**Explore the material:**
1) According to the passage on maternal and newborn health, in which city did world leaders meet for the 3rd annual PMNCH Partners’ Forum?
2) Continue the passage on maternal and newborn health from its last sentence.

**Quoted passage:**
********************
Yesterday, Carolyn Miles, President & CEO of Save the Children, added her influential voice on the Huffington Post Blog in her article, Can a Village Revolution for Mothers and Newborns Go Global? This article, focused on how we can decrease preventable maternal and neonatal death, comes at a critical time for maternal and newborn health. Today and yesterday, world leaders convened in Johannesburg, South Africa, at the 3rd annual PMNCH Partners’ Forum to discuss strategies and funding to improve maternal and newborn health.
Although low-cost effective interventions exist, countries where they are needed most have not been able to bring them to scale. Carolyn states:
“Today babies in some of the world’s poorest, most remote communities are being saved through the use of low-tech interventions, such as a low-cost, hand-held device that can resuscitate babies who are not breathing at birth or an antiseptic gel that can prevent deadly infections when applied to the umbilical cord immediately after birth.
These interventions—and a number of others—have the potential of saving 1.9 million newborns and 158,000 mothers a year, while also averting 800,000 stillbirths, according to the latest estimates published in The Lancet last month. But the problem is this: So far no country in Africa or South Asia—where 80 percent of maternal and newborn deaths take place—has succeeded in delivering these high-impact, cost-effective interventions nationwide.”
********************
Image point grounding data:
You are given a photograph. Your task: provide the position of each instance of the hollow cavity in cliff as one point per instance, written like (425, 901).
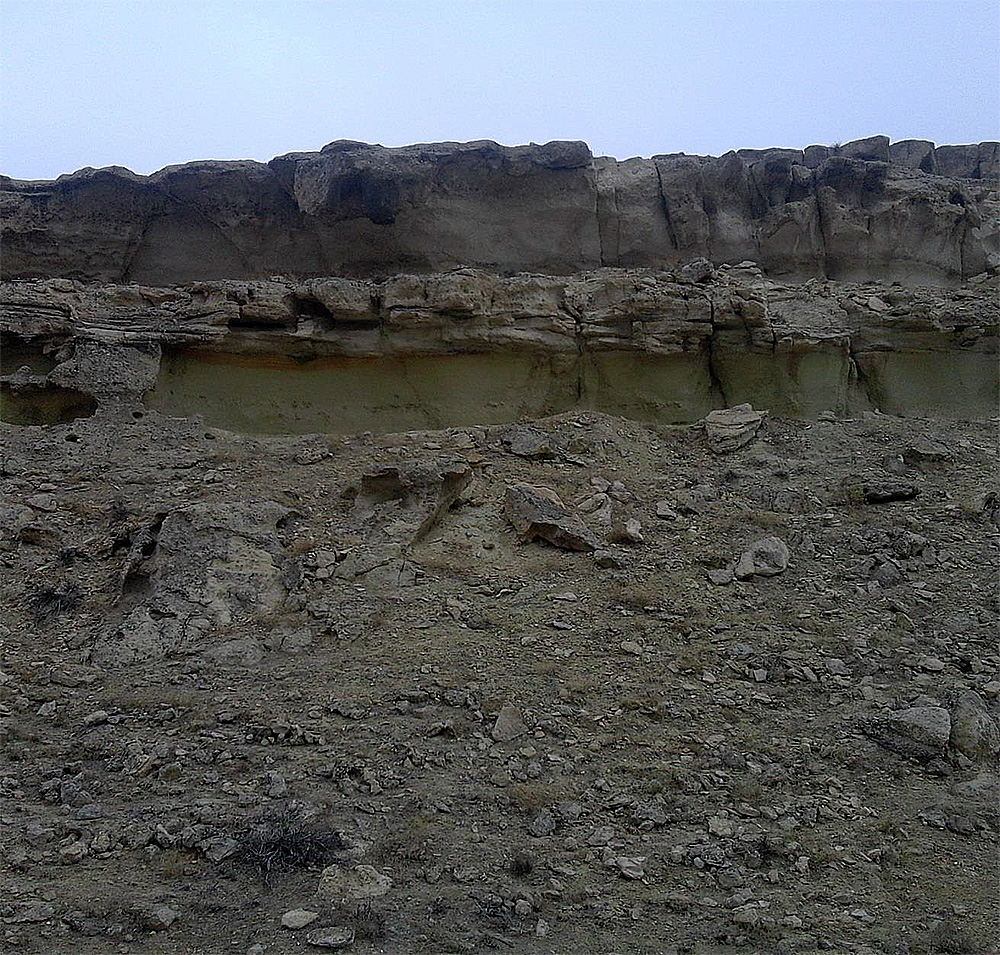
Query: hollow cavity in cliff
(43, 404)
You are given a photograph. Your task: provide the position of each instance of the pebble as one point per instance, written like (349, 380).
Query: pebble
(335, 937)
(509, 724)
(342, 885)
(925, 724)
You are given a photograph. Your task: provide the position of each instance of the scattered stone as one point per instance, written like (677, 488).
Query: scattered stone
(665, 511)
(538, 513)
(631, 867)
(527, 442)
(925, 453)
(340, 884)
(632, 532)
(721, 576)
(973, 731)
(543, 824)
(607, 560)
(764, 558)
(509, 724)
(924, 724)
(156, 918)
(884, 492)
(334, 937)
(731, 428)
(298, 918)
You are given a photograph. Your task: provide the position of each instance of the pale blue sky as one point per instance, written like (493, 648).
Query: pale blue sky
(145, 84)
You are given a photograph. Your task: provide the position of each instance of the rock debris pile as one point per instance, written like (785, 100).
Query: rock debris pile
(434, 606)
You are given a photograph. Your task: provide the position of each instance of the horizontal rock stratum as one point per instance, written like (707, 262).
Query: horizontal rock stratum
(906, 211)
(468, 346)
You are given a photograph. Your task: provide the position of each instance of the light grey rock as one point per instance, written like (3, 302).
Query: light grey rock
(731, 428)
(298, 918)
(509, 724)
(340, 884)
(930, 725)
(542, 824)
(974, 732)
(334, 937)
(157, 918)
(538, 513)
(767, 557)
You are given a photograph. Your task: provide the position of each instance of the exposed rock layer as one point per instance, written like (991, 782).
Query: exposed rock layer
(868, 210)
(469, 346)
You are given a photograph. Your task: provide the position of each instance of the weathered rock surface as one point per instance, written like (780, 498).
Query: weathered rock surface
(537, 513)
(341, 355)
(869, 209)
(194, 574)
(730, 428)
(974, 732)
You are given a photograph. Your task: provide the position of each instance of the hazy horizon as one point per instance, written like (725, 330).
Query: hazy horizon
(161, 83)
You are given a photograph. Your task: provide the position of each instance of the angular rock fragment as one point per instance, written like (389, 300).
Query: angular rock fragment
(195, 570)
(538, 513)
(930, 725)
(728, 429)
(974, 732)
(334, 937)
(298, 918)
(884, 492)
(340, 884)
(422, 493)
(764, 558)
(509, 724)
(527, 442)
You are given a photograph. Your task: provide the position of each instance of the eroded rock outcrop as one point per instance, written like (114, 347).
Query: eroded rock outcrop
(337, 354)
(906, 211)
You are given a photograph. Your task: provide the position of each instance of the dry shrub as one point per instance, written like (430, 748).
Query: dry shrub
(281, 839)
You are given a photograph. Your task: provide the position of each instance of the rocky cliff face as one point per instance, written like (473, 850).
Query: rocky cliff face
(468, 346)
(905, 212)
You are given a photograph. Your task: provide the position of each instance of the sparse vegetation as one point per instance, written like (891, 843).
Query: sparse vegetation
(283, 838)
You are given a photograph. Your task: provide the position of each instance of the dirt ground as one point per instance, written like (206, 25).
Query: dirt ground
(448, 739)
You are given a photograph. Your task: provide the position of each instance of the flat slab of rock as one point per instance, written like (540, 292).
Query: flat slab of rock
(537, 513)
(884, 492)
(767, 557)
(509, 724)
(930, 725)
(298, 918)
(529, 443)
(730, 428)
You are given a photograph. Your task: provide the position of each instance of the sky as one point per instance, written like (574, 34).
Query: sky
(150, 83)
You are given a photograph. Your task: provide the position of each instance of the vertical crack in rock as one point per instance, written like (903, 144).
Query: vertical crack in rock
(665, 207)
(713, 371)
(868, 387)
(821, 224)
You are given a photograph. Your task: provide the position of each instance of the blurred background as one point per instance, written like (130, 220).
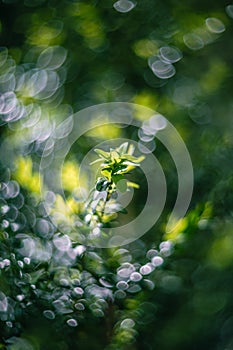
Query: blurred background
(58, 57)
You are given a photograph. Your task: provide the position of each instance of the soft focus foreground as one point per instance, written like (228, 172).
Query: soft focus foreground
(166, 290)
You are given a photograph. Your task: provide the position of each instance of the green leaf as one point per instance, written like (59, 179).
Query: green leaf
(117, 177)
(131, 149)
(122, 149)
(102, 154)
(102, 184)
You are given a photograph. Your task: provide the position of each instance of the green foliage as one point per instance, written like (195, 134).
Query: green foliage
(57, 292)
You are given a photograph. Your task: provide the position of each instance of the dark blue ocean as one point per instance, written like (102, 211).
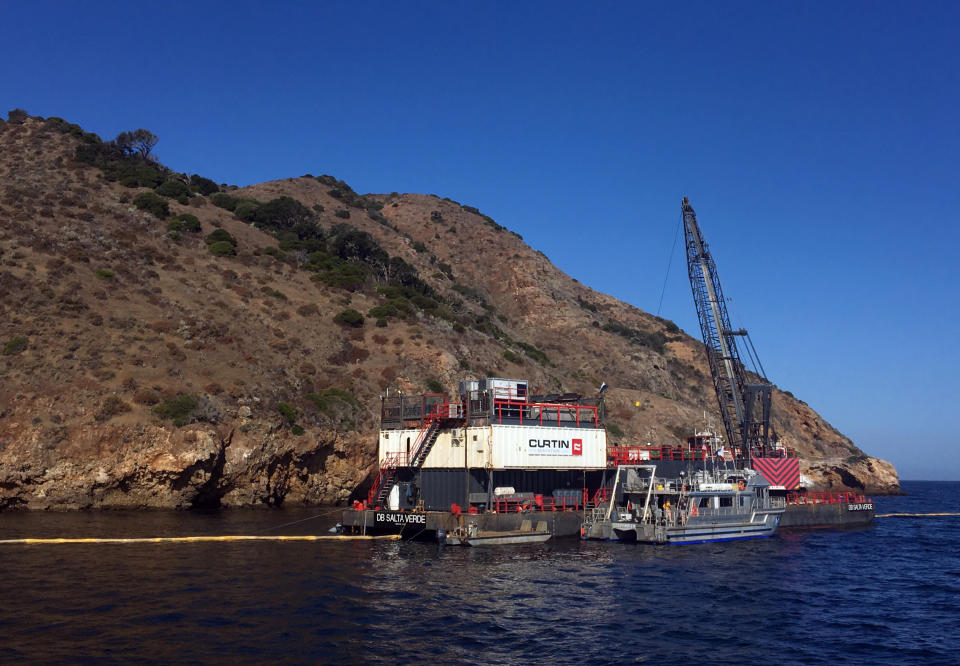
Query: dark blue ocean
(887, 594)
********************
**Exercise results:**
1) Johannesburg, South Africa.

2)
So how can we bring these to scale to prevent maternal and neonatal death? Policy change.
Lately, policy change at the international and national level has caused increased commitment, planning, and access to life-saving interventions.
“Last month, when the World Health Assembly met in Geneva, health ministers from around the world took the historic step of making maternal and newborn health and stillbirths a top global health priority. The health ministers approved the Every Newborn Action Plan (ENAP), a roadmap to help countries sharpen their plans to reduce stillbirths and maternal and newborn deaths.
Even more importantly, many countries, including India, Bangladesh, Nepal, Ethiopia, Uganda and Malawi have already taken steps to change health policies that will help ensure that proven newborn interventions are made more widely available. In Ethiopia and India, for example, trained personnel at community health posts are now allowed to use injectable antibiotics to treat severe newborn infections when a hospital referral is not possible. In both countries severe infections are among the leading killers of newborns.”
With increased policy and programmatic change, we hope to see a great acceleration in the decline of maternal and neonatal mortality. This is especially important since neonatal mortality, death in the first month of life, currently accounts for 44% of all deaths of children under age five.
Seventy-five percent of maternal and neonatal deaths are preventable. The global call to action at PMNCH Partners’ Forum, of which Save the Children and MHTF are apart, will hopefully lead us to create a world where needless maternal and neonatal deaths are averted, and mothers and their children live healthy, productive lives.